▶ _Exercise_
In the records below, set down every line from the one containing "Question. Give the pixel coordinates of a point on the small" down to the one containing "x=594, y=395", both included, reproducing each line without any change.

▶ _Information supplied_
--- start ---

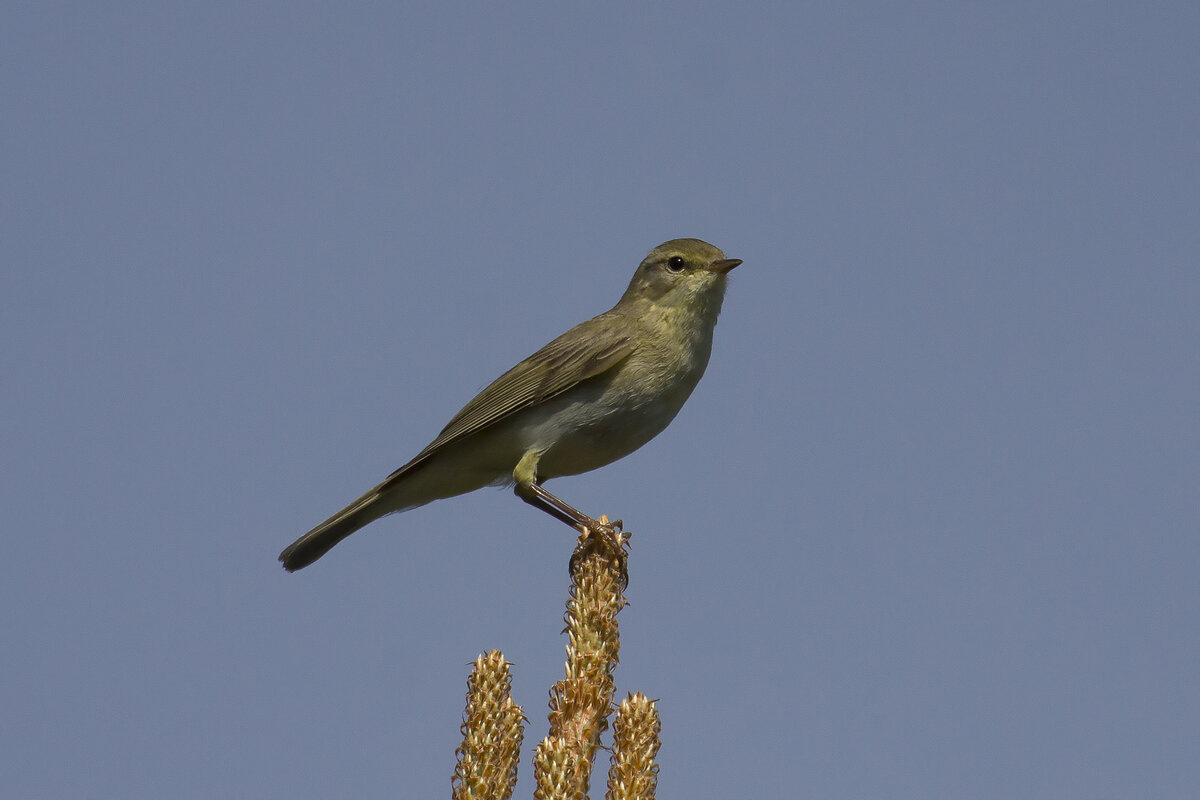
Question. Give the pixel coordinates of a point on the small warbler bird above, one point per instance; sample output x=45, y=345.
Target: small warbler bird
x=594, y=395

--- end ---
--- start ---

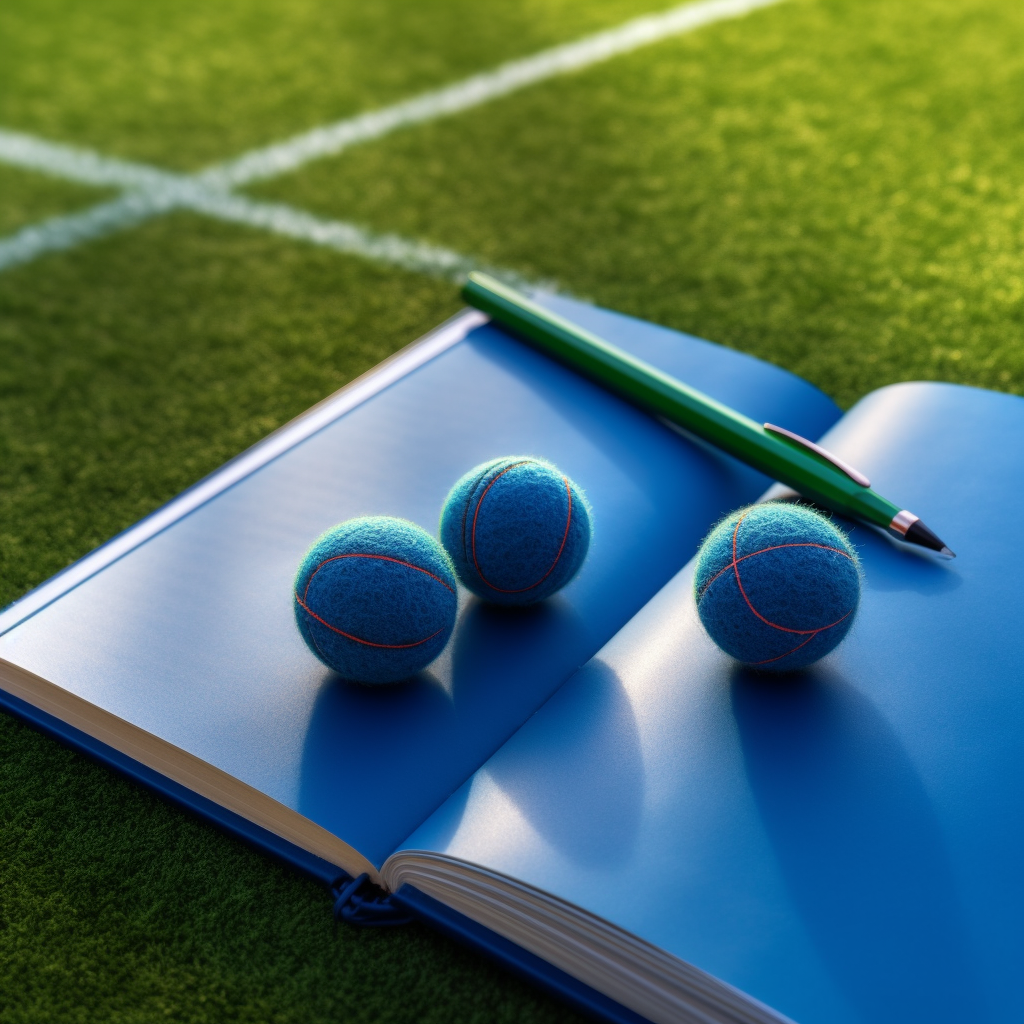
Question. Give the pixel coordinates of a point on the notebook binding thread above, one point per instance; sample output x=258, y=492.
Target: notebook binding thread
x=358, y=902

--- end ---
--- start ---

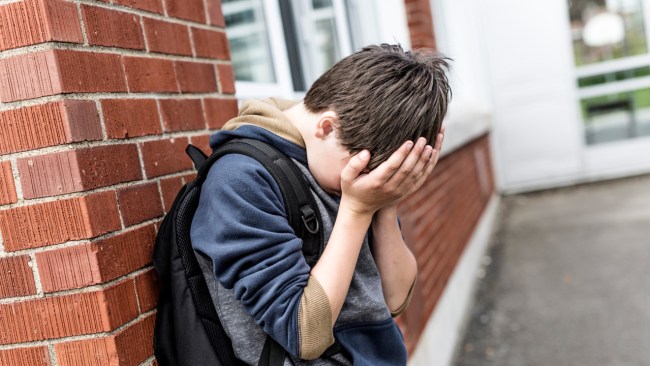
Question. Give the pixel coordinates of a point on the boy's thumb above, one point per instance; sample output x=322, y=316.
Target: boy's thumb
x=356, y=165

--- end ---

▶ _The solution_
Question. Give the pixel coordinates of a point on the small warbler bird above, one point per instance; sample output x=45, y=345.
Target: small warbler bird
x=594, y=395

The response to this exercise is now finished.